▶ _Location labeling records_:
--- Begin ---

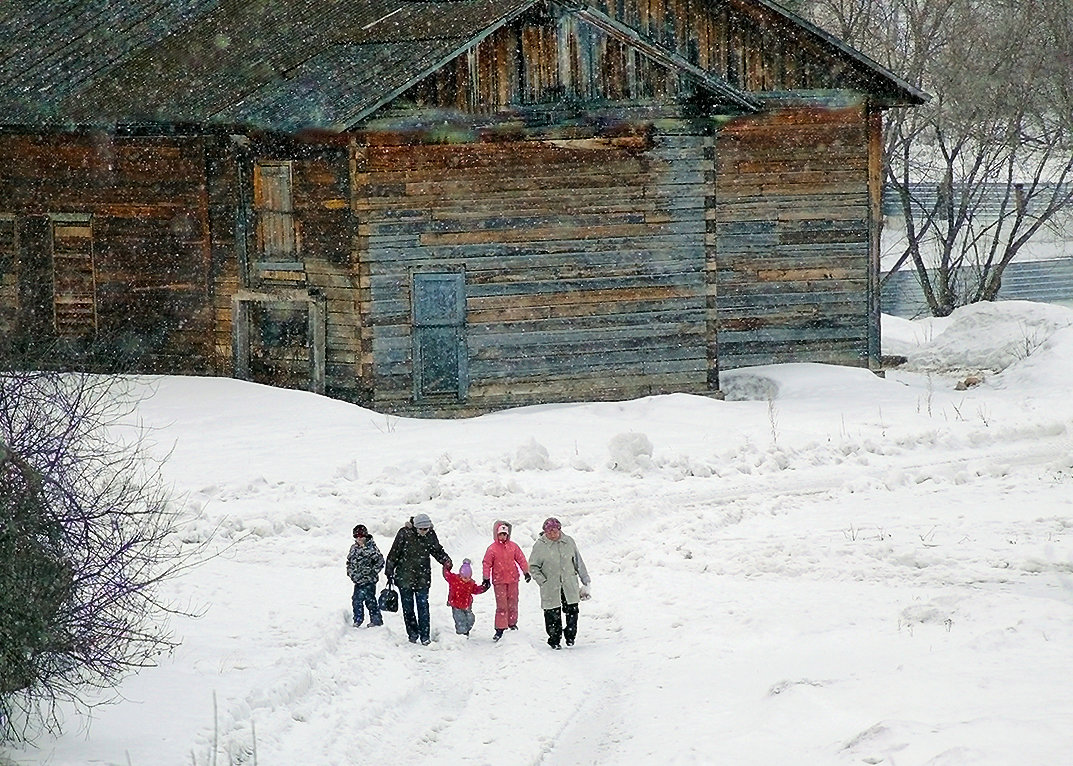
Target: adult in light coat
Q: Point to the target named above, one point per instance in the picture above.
(557, 566)
(503, 564)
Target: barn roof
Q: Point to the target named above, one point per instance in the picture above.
(277, 64)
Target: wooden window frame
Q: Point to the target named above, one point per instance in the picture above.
(62, 226)
(9, 264)
(278, 237)
(317, 307)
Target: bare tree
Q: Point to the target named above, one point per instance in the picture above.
(87, 534)
(988, 163)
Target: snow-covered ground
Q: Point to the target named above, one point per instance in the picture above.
(827, 568)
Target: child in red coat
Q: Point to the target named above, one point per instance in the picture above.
(460, 592)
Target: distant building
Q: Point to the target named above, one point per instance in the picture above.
(440, 207)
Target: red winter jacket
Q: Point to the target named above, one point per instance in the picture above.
(503, 560)
(460, 591)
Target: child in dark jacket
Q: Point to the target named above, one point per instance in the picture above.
(364, 563)
(460, 592)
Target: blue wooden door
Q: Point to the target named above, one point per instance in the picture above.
(439, 335)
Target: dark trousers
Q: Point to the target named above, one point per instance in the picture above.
(365, 594)
(416, 624)
(553, 622)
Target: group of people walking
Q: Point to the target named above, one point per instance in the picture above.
(555, 563)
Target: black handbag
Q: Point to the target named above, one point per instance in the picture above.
(388, 600)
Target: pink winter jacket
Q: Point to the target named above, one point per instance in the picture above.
(503, 561)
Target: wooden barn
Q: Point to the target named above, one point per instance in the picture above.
(439, 207)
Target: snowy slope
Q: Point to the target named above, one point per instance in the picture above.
(827, 568)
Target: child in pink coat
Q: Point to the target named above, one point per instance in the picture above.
(503, 565)
(460, 592)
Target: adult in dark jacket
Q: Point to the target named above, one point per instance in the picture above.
(409, 569)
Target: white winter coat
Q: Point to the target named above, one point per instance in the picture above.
(557, 566)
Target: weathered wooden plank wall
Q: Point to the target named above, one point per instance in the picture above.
(150, 238)
(321, 183)
(545, 60)
(792, 226)
(744, 44)
(584, 264)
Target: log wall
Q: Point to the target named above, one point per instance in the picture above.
(793, 235)
(584, 264)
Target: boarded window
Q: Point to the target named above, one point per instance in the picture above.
(439, 335)
(274, 203)
(9, 280)
(74, 281)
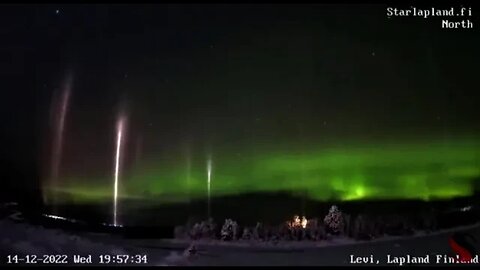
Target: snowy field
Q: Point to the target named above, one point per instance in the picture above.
(19, 238)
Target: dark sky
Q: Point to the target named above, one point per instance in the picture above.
(229, 75)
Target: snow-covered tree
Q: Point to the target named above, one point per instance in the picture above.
(247, 234)
(334, 219)
(229, 230)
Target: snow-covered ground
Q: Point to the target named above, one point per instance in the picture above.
(20, 238)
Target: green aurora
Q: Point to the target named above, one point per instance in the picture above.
(421, 170)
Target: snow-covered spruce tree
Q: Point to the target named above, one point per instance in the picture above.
(229, 230)
(247, 234)
(334, 219)
(312, 229)
(208, 229)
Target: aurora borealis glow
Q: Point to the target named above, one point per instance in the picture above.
(322, 102)
(423, 170)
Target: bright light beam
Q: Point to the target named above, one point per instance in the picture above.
(120, 133)
(209, 180)
(59, 114)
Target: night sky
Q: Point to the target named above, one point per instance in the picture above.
(337, 101)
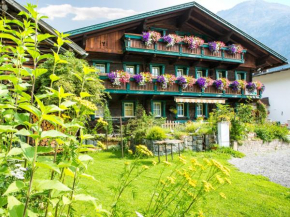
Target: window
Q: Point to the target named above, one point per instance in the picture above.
(155, 71)
(240, 75)
(180, 110)
(130, 69)
(100, 112)
(101, 68)
(199, 110)
(221, 74)
(179, 72)
(157, 109)
(129, 109)
(199, 74)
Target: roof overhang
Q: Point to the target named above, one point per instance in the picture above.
(199, 100)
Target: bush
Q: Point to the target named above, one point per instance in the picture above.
(230, 151)
(156, 133)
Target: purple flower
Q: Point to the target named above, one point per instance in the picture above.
(235, 85)
(112, 76)
(201, 82)
(161, 79)
(138, 78)
(251, 87)
(212, 46)
(146, 36)
(219, 84)
(168, 39)
(181, 80)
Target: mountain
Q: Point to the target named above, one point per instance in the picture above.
(267, 22)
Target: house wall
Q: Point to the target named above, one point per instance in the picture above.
(277, 89)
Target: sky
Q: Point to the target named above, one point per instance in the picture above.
(65, 15)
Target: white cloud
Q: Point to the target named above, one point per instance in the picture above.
(84, 13)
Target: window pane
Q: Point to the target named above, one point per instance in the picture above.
(155, 71)
(199, 110)
(100, 111)
(130, 69)
(179, 72)
(199, 74)
(180, 110)
(101, 68)
(128, 109)
(157, 109)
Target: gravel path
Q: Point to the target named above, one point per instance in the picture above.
(274, 165)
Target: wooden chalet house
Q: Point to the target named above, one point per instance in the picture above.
(120, 45)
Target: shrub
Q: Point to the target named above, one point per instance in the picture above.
(156, 133)
(142, 151)
(230, 151)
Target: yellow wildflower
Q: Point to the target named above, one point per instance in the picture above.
(223, 195)
(167, 163)
(228, 181)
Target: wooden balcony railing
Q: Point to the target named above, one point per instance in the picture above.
(155, 88)
(134, 43)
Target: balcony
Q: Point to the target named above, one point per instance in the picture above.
(134, 43)
(155, 88)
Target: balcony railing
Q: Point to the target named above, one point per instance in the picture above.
(155, 88)
(134, 43)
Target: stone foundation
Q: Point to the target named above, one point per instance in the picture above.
(193, 143)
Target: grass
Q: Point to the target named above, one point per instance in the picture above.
(248, 195)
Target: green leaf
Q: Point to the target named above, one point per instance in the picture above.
(83, 197)
(48, 165)
(15, 151)
(28, 151)
(14, 187)
(52, 134)
(32, 109)
(15, 207)
(85, 94)
(41, 185)
(53, 119)
(54, 77)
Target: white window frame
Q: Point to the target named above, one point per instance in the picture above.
(154, 109)
(97, 66)
(128, 69)
(100, 112)
(199, 74)
(157, 68)
(178, 110)
(180, 72)
(199, 110)
(125, 106)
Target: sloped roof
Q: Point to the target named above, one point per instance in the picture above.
(172, 9)
(49, 29)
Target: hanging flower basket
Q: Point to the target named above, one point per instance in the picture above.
(251, 87)
(143, 78)
(119, 77)
(166, 80)
(151, 37)
(215, 46)
(235, 86)
(235, 48)
(193, 42)
(172, 39)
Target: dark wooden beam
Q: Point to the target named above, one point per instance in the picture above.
(183, 18)
(143, 26)
(262, 61)
(234, 66)
(226, 38)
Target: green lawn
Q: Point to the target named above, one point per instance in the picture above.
(248, 195)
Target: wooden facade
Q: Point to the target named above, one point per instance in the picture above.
(118, 44)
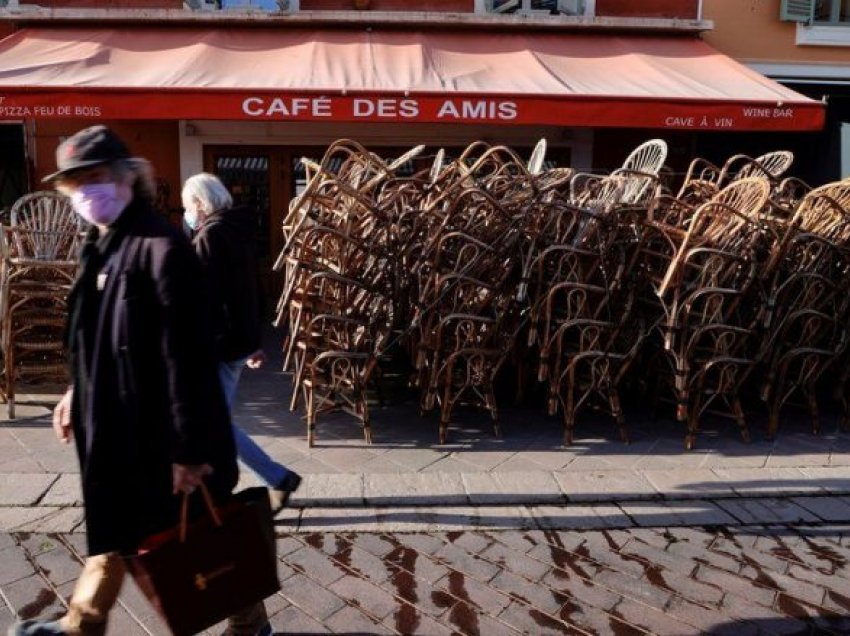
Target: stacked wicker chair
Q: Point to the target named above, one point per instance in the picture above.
(39, 252)
(805, 327)
(702, 265)
(338, 283)
(487, 263)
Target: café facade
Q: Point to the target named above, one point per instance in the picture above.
(247, 96)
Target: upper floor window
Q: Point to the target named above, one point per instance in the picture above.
(534, 7)
(832, 11)
(816, 11)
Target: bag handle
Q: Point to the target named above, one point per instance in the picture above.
(184, 511)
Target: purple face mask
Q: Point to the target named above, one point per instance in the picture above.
(98, 203)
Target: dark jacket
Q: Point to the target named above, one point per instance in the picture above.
(146, 388)
(225, 243)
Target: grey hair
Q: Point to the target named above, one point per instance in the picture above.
(209, 190)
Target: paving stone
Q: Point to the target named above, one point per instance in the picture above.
(53, 520)
(421, 565)
(518, 588)
(520, 541)
(15, 565)
(681, 483)
(582, 591)
(371, 543)
(770, 481)
(825, 508)
(310, 597)
(316, 565)
(345, 489)
(293, 620)
(514, 562)
(286, 544)
(65, 491)
(364, 564)
(502, 518)
(530, 487)
(407, 488)
(661, 558)
(653, 618)
(674, 513)
(336, 519)
(368, 597)
(426, 518)
(531, 621)
(422, 543)
(605, 485)
(470, 541)
(595, 621)
(457, 559)
(408, 585)
(573, 516)
(37, 543)
(18, 489)
(768, 620)
(351, 620)
(760, 510)
(31, 597)
(629, 586)
(59, 566)
(833, 479)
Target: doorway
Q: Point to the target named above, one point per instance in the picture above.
(269, 177)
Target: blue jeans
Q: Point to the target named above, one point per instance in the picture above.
(249, 452)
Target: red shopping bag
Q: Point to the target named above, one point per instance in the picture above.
(199, 573)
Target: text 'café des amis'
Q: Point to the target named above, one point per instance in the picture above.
(246, 89)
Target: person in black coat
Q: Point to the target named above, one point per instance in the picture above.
(224, 239)
(145, 408)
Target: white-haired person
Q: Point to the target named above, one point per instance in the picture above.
(224, 240)
(145, 409)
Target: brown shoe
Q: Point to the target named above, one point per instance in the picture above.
(252, 621)
(279, 495)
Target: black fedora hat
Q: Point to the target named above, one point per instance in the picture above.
(89, 147)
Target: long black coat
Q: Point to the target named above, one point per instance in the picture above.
(226, 245)
(146, 389)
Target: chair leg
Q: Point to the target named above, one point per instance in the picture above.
(617, 412)
(812, 400)
(494, 411)
(311, 419)
(738, 410)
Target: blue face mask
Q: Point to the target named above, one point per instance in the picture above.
(192, 219)
(98, 203)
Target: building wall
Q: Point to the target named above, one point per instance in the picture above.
(156, 141)
(686, 9)
(735, 24)
(109, 4)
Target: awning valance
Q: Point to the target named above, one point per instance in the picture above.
(390, 76)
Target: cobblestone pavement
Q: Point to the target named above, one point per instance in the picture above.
(736, 580)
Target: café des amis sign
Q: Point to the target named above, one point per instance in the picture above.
(584, 110)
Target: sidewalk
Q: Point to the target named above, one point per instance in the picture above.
(515, 535)
(518, 474)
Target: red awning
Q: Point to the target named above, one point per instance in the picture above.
(390, 76)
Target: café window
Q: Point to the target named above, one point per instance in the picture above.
(241, 5)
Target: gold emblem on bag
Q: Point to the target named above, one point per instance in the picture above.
(202, 580)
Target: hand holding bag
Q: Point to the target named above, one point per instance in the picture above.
(197, 574)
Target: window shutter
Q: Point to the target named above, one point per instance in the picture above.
(571, 7)
(797, 10)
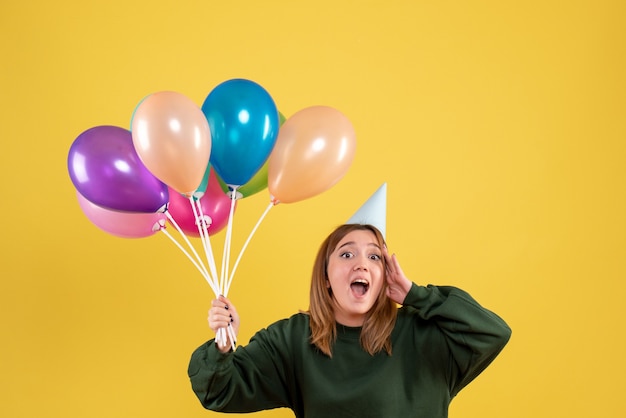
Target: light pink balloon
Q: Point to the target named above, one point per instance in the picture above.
(215, 204)
(122, 224)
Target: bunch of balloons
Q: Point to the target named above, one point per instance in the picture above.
(189, 165)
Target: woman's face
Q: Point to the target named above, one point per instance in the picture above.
(355, 275)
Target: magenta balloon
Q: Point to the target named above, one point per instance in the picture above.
(105, 169)
(215, 204)
(122, 224)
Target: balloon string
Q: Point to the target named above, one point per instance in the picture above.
(246, 245)
(228, 239)
(201, 270)
(204, 236)
(199, 260)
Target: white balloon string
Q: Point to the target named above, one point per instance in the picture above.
(202, 271)
(228, 241)
(193, 249)
(245, 245)
(204, 237)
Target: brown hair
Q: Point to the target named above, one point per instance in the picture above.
(379, 321)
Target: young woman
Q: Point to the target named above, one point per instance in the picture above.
(355, 353)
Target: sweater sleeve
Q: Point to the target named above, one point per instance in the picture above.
(252, 378)
(474, 335)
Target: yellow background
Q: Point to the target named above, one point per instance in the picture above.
(498, 126)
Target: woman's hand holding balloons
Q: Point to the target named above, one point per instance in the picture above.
(223, 315)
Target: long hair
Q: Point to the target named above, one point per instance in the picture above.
(379, 321)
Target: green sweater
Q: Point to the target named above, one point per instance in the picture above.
(442, 340)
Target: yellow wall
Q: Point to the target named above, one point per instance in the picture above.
(498, 126)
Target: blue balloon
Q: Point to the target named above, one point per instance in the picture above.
(244, 123)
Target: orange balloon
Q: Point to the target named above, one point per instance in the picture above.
(313, 151)
(172, 137)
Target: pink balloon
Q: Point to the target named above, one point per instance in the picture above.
(122, 224)
(214, 202)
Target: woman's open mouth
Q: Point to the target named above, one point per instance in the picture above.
(359, 287)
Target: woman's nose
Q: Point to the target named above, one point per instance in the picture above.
(360, 265)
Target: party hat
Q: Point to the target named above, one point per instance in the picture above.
(373, 211)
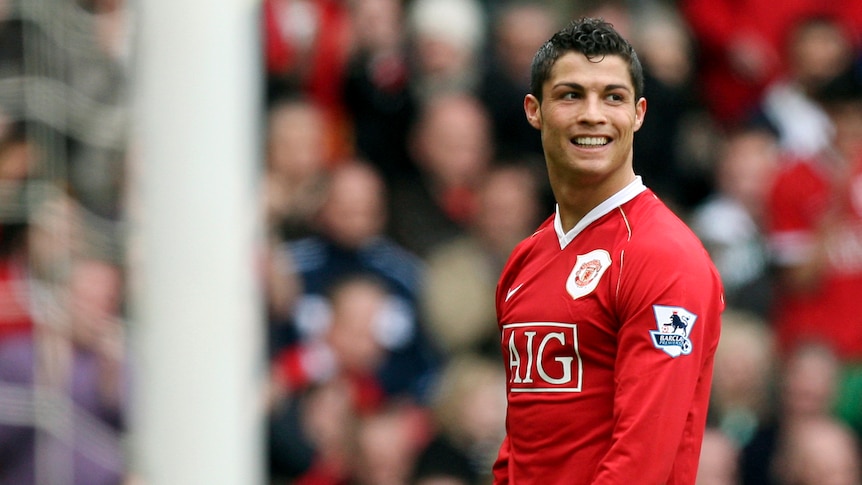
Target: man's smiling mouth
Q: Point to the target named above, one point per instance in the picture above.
(591, 141)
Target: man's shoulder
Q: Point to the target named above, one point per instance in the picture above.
(658, 232)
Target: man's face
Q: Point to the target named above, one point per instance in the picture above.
(588, 117)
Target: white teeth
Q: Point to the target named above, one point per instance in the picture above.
(591, 140)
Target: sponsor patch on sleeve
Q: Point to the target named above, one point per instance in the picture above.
(673, 325)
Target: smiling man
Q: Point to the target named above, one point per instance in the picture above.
(610, 312)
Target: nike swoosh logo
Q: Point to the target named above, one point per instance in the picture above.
(512, 291)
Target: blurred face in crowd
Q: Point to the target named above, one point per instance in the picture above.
(297, 140)
(508, 209)
(378, 24)
(747, 166)
(94, 298)
(820, 452)
(453, 141)
(521, 30)
(718, 460)
(356, 309)
(810, 379)
(818, 51)
(354, 211)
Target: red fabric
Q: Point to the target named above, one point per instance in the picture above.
(593, 397)
(801, 198)
(716, 24)
(320, 69)
(15, 314)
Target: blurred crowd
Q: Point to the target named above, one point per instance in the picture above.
(398, 173)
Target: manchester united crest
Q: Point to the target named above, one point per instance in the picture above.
(587, 272)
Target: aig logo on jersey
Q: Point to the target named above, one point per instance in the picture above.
(543, 357)
(674, 327)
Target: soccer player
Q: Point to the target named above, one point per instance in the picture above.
(610, 312)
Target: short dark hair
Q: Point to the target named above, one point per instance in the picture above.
(595, 39)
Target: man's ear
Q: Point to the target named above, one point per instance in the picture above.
(640, 112)
(532, 108)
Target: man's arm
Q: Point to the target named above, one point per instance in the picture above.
(661, 381)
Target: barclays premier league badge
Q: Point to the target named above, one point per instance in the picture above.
(674, 326)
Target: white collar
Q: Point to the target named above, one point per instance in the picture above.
(626, 194)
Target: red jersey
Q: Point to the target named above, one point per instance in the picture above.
(608, 337)
(803, 197)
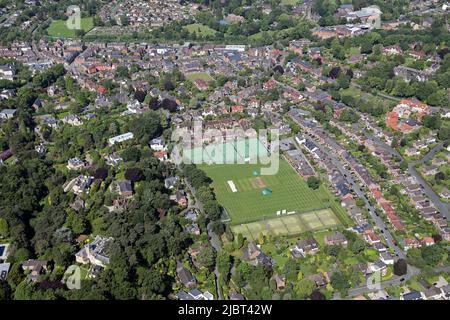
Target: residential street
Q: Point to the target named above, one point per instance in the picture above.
(444, 208)
(361, 194)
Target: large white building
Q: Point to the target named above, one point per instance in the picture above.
(120, 138)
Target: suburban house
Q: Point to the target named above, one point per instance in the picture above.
(336, 238)
(7, 113)
(4, 251)
(95, 253)
(124, 188)
(386, 257)
(157, 144)
(120, 138)
(113, 159)
(185, 276)
(171, 182)
(75, 164)
(179, 197)
(36, 268)
(4, 269)
(195, 294)
(304, 247)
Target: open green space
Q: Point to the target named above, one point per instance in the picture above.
(58, 28)
(248, 203)
(200, 29)
(199, 75)
(289, 225)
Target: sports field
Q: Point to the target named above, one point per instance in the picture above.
(289, 224)
(199, 75)
(284, 192)
(200, 29)
(58, 28)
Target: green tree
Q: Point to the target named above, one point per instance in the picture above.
(305, 287)
(313, 183)
(207, 257)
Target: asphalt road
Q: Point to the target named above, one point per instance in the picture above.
(444, 208)
(361, 194)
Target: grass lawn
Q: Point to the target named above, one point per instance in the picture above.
(199, 75)
(289, 192)
(357, 93)
(58, 28)
(290, 2)
(200, 29)
(354, 51)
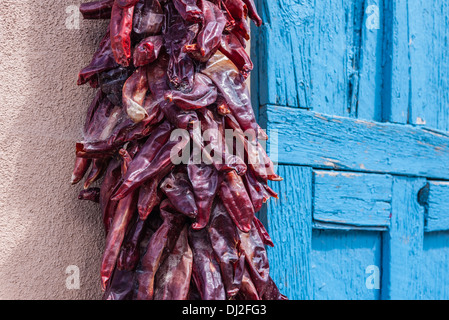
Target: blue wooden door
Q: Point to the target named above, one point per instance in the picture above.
(355, 97)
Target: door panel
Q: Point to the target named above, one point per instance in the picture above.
(435, 269)
(340, 261)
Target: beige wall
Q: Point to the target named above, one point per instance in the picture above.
(43, 227)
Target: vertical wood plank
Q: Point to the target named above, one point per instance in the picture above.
(369, 92)
(289, 222)
(403, 244)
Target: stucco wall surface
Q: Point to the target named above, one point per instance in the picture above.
(43, 227)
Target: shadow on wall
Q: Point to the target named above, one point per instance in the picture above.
(44, 228)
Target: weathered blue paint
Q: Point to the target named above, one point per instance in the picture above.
(437, 217)
(292, 213)
(340, 261)
(357, 93)
(402, 250)
(354, 199)
(325, 141)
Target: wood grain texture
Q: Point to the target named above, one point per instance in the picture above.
(437, 218)
(396, 65)
(339, 263)
(434, 268)
(402, 247)
(416, 66)
(312, 139)
(429, 63)
(289, 223)
(361, 200)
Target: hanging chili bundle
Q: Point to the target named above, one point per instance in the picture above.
(176, 229)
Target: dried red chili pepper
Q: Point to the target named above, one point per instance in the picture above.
(232, 48)
(189, 10)
(178, 206)
(205, 267)
(205, 183)
(203, 94)
(147, 50)
(91, 194)
(134, 93)
(225, 242)
(237, 201)
(172, 281)
(148, 17)
(97, 9)
(102, 60)
(159, 246)
(121, 27)
(179, 191)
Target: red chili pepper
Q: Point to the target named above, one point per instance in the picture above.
(205, 267)
(228, 80)
(179, 191)
(248, 290)
(148, 17)
(252, 12)
(172, 280)
(122, 217)
(205, 183)
(159, 246)
(225, 242)
(256, 259)
(97, 9)
(103, 60)
(232, 48)
(143, 169)
(209, 37)
(129, 253)
(112, 177)
(189, 10)
(81, 167)
(126, 3)
(98, 168)
(176, 230)
(134, 93)
(91, 194)
(147, 50)
(237, 201)
(203, 94)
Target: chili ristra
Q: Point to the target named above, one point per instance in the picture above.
(176, 231)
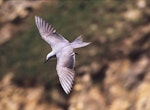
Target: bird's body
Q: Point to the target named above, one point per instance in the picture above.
(62, 50)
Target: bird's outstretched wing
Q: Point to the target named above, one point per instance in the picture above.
(65, 70)
(48, 32)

--- End ---

▶ _CHALLENGE_:
What do the lines above say from the line containing "Target: red chili pepper" through the last line? Quote them exactly, both ends included, and leave out the pictures.

▶ _ANSWER_:
Target: red chili pepper
Q: Point to the target named above, one point per instance in the picture above.
(205, 267)
(228, 80)
(179, 191)
(248, 290)
(148, 17)
(252, 12)
(172, 280)
(122, 217)
(205, 183)
(159, 246)
(225, 242)
(256, 259)
(97, 9)
(103, 60)
(232, 48)
(143, 169)
(209, 37)
(129, 253)
(112, 177)
(189, 10)
(81, 167)
(126, 3)
(98, 168)
(176, 230)
(134, 93)
(91, 194)
(147, 50)
(237, 201)
(203, 94)
Target: chili ristra
Q: Point to the target named above, one point per instance in the picture above.
(176, 231)
Target: bird's body
Q: Point to the target named above, one point per instance in the picture above.
(62, 50)
Target: bird's outstretched wing
Q: Point to the target named above, one point per instance in the picture above.
(65, 70)
(48, 32)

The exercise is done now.